---- Entries shown

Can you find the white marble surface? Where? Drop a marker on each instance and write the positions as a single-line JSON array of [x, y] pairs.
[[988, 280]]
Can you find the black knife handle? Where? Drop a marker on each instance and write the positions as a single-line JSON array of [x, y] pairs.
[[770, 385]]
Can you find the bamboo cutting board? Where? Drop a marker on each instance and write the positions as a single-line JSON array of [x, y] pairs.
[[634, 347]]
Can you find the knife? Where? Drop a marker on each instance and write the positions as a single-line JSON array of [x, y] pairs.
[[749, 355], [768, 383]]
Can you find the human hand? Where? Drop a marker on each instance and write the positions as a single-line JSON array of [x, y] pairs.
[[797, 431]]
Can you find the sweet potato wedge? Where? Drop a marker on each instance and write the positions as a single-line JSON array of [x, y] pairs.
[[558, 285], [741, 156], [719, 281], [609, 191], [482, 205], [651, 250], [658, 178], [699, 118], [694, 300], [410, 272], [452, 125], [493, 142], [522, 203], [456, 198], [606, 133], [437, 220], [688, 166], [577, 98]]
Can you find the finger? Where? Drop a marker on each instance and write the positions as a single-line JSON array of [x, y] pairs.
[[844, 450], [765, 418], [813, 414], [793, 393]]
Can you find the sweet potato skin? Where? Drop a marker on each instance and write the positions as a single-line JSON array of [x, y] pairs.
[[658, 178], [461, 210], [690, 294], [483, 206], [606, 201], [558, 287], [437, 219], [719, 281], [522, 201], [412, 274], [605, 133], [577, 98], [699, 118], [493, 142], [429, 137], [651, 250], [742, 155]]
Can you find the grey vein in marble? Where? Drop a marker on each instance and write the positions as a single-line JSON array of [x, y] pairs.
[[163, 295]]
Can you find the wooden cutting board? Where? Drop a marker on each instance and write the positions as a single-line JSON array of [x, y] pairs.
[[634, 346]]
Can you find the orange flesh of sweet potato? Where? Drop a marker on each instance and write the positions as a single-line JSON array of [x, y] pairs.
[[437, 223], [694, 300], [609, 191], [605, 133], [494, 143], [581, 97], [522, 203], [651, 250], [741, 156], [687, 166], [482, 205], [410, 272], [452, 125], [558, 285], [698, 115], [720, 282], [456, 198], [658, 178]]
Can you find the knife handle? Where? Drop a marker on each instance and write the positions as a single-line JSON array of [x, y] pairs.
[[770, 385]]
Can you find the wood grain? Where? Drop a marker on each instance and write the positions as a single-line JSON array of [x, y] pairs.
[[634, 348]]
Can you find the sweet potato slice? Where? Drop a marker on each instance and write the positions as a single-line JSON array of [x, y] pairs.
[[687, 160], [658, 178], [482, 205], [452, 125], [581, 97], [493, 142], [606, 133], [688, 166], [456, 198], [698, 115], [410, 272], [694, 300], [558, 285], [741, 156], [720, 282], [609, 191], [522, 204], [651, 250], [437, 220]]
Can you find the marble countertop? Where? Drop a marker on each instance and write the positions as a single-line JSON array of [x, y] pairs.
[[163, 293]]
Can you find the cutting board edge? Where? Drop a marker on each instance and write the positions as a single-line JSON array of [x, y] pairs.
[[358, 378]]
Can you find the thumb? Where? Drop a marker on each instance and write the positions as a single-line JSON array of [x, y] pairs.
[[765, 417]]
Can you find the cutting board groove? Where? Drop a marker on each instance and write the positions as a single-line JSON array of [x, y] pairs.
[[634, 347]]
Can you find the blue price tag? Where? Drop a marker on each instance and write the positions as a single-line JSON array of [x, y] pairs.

--------
---- Entries shown

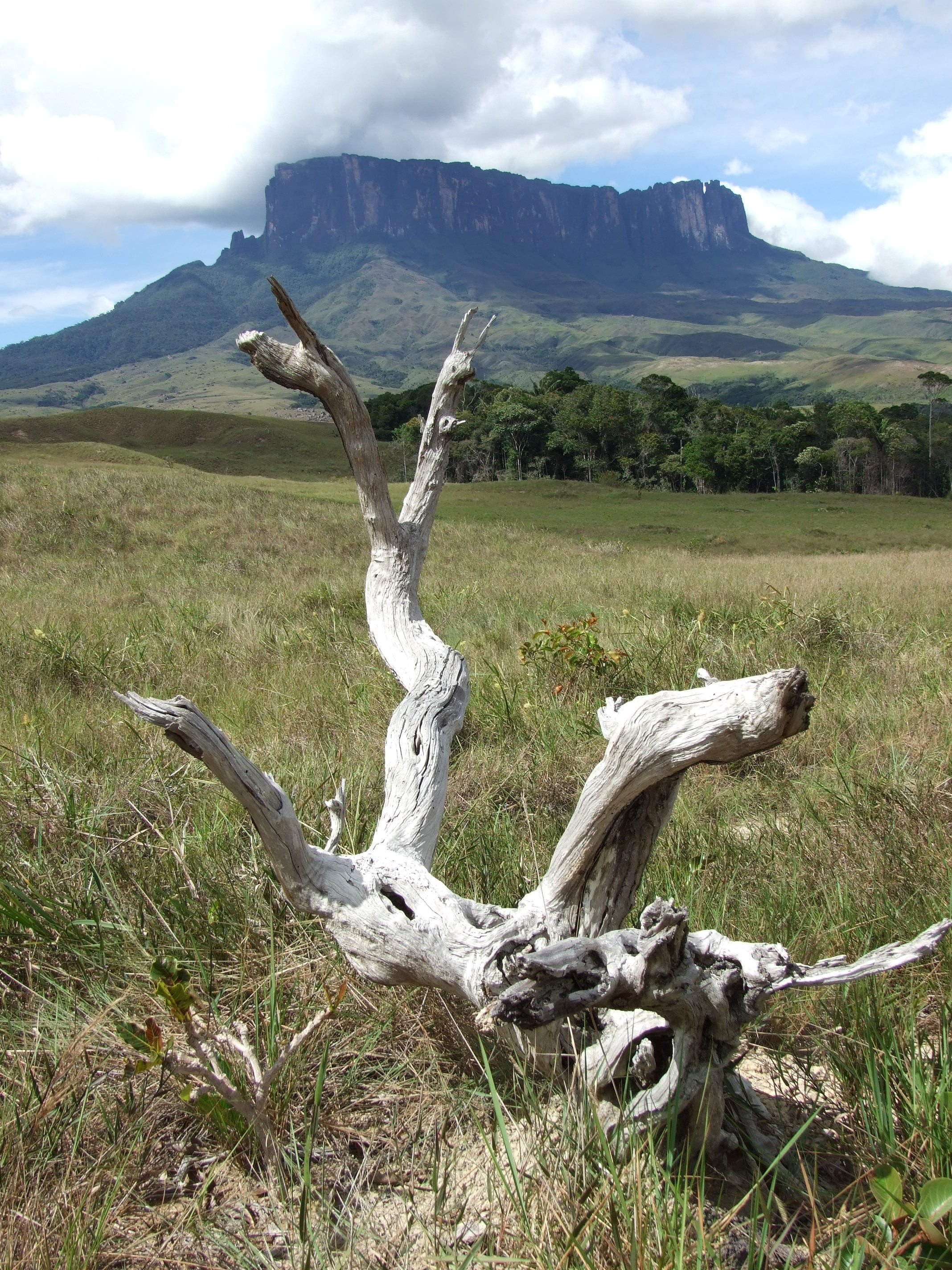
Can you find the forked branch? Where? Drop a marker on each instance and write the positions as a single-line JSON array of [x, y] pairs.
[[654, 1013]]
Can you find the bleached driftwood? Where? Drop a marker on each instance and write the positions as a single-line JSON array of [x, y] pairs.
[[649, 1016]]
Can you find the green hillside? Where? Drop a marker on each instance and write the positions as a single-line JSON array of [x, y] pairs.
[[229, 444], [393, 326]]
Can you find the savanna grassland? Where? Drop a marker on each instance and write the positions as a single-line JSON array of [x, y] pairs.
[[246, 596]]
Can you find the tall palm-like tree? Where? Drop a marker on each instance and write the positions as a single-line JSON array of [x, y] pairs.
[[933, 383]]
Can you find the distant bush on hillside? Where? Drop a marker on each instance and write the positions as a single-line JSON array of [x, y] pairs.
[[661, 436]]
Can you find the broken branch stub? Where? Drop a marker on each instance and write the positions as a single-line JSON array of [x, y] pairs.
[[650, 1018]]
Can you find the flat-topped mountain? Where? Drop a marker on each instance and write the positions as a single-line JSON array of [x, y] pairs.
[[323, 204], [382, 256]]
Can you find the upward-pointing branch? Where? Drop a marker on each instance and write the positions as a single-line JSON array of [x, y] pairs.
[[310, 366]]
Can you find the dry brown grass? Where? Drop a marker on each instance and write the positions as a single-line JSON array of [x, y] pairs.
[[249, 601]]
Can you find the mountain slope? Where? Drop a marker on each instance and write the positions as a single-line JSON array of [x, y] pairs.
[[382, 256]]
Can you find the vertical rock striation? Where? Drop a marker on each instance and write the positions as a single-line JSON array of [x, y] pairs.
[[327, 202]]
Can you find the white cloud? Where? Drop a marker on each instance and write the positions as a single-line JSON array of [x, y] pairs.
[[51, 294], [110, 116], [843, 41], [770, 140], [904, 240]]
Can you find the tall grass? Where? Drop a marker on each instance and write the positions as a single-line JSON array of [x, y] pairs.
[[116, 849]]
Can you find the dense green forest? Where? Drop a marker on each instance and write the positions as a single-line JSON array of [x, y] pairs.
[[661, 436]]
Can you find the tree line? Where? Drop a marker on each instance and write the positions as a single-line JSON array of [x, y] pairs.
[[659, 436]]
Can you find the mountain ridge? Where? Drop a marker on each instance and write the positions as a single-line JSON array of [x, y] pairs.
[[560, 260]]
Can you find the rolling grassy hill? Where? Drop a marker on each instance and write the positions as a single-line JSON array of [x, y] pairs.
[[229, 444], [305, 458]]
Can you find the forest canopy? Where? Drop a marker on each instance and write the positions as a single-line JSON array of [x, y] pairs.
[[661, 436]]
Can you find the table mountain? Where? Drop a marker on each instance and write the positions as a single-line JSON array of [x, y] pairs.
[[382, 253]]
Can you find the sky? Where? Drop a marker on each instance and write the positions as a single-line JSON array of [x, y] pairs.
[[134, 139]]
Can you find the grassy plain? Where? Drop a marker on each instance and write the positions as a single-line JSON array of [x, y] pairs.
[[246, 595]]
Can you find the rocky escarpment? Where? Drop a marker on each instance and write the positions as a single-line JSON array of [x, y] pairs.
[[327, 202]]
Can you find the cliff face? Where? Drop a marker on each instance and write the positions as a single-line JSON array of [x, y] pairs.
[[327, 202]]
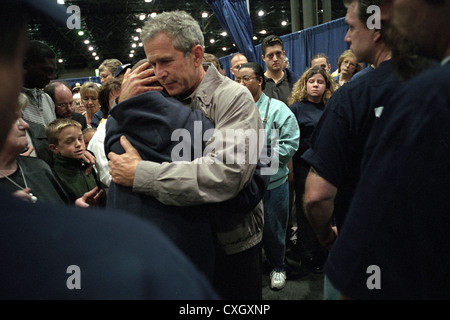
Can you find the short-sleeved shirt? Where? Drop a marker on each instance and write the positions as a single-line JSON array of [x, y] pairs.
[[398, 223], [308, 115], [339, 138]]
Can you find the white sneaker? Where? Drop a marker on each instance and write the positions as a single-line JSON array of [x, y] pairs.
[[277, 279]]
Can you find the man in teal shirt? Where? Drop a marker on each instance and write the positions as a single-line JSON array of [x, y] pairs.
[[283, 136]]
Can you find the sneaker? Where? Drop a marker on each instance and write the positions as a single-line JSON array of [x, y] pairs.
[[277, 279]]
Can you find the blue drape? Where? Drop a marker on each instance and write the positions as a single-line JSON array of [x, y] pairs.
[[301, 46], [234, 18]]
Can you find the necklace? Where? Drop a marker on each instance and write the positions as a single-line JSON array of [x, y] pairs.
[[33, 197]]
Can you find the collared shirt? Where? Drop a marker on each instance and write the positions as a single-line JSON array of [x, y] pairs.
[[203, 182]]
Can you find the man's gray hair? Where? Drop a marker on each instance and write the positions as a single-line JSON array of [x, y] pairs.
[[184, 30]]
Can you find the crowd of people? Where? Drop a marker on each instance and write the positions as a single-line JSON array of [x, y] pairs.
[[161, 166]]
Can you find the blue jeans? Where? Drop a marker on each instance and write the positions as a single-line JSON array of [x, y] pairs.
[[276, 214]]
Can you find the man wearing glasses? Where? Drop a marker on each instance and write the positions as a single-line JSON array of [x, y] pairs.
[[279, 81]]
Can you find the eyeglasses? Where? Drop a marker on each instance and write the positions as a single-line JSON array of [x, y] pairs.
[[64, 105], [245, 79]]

--------
---- Entries shown

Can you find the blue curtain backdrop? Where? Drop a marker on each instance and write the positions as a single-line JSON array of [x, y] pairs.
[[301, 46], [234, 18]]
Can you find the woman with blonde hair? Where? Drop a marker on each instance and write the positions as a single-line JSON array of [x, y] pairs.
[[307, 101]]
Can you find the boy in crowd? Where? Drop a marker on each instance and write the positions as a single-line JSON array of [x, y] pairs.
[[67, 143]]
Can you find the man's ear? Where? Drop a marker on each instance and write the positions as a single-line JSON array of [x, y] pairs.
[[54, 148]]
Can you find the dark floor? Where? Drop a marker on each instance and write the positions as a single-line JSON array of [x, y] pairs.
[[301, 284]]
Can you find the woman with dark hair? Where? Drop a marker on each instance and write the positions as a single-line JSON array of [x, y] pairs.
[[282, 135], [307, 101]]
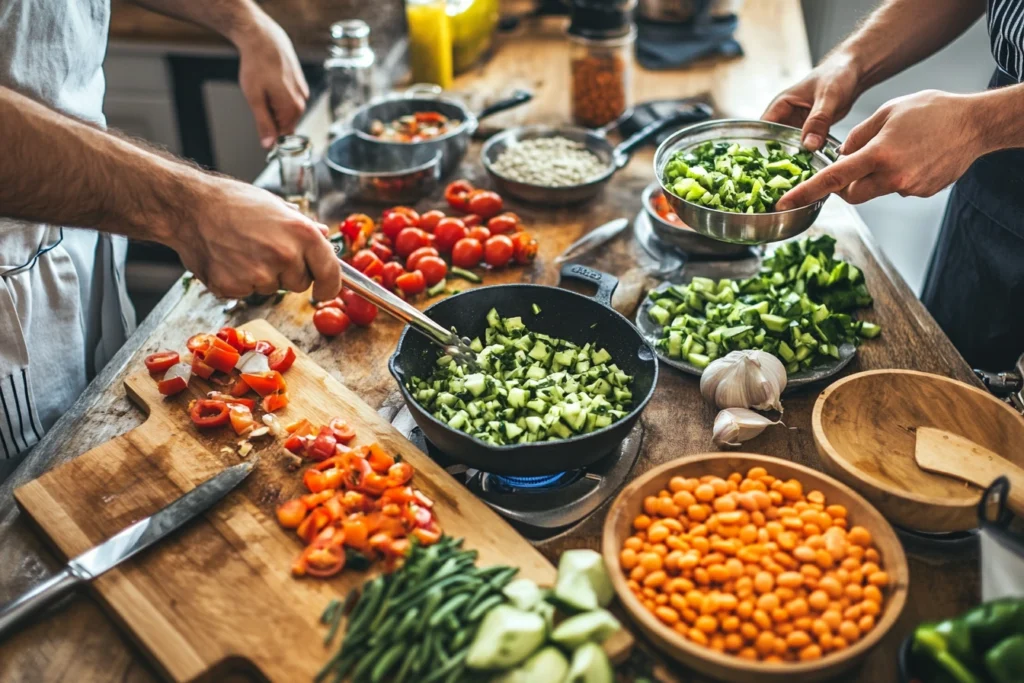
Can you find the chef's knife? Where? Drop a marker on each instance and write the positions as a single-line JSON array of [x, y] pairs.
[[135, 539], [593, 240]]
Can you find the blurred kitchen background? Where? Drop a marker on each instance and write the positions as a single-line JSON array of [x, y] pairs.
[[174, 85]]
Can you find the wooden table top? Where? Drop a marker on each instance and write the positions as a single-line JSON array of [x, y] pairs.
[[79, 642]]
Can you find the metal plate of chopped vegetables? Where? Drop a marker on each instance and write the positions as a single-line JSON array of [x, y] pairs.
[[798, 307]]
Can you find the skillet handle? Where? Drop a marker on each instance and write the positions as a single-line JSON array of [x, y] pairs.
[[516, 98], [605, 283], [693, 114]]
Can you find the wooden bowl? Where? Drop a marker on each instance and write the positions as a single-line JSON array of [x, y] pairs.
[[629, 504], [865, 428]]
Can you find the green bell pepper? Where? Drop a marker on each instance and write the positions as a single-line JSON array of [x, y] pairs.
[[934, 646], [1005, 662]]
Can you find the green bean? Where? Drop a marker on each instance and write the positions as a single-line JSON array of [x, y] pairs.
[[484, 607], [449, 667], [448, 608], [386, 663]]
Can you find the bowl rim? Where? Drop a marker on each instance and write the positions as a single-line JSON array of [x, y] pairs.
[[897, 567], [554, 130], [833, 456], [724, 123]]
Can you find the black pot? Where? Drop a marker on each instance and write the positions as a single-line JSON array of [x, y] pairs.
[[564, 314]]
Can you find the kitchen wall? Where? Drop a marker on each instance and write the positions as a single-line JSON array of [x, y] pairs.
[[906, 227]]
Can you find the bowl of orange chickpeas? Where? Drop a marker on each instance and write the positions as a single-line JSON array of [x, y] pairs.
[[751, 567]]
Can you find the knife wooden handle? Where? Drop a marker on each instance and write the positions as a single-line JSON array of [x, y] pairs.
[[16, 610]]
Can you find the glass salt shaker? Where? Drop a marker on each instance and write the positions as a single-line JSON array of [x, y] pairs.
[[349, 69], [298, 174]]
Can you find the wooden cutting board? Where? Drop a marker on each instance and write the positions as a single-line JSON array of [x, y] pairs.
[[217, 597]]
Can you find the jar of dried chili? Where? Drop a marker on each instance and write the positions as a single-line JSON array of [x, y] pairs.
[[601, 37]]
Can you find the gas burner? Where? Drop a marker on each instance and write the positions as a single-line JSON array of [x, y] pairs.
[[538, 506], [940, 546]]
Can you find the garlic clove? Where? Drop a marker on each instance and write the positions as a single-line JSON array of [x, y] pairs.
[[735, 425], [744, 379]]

--------

(Instructions to follow) Rewrite the records from the line that has "Can you find the white marble" through the line that has "[[797, 431]]", substituting "Place a pin" for each occurrence of "Drop a marker" and leaving everything else unchanged.

(Response to this task)
Can you find the white marble surface? Where? Place a pin on each instance and write the positions as a single-line JSON array of [x, y] pairs.
[[988, 280]]
Can you find the black knife handle? Where? Place a pin on each instance and write the positions as a single-line JSON array of [x, y] pairs.
[[770, 385]]
Can you find the bamboo cutting board? Where? Place a pin on each instance and write the positions as a single-line JSON array of [x, y] pairs.
[[634, 347]]
Can you find the knife? Where? Place a pin on each instance and write the positions as a single-line JSON array of [x, y] pairs.
[[749, 355], [768, 383]]
Can you find the human hand? Where? Place a pin on each instance and write the positions as a single-line JSON array of [x, y] pairs.
[[797, 431]]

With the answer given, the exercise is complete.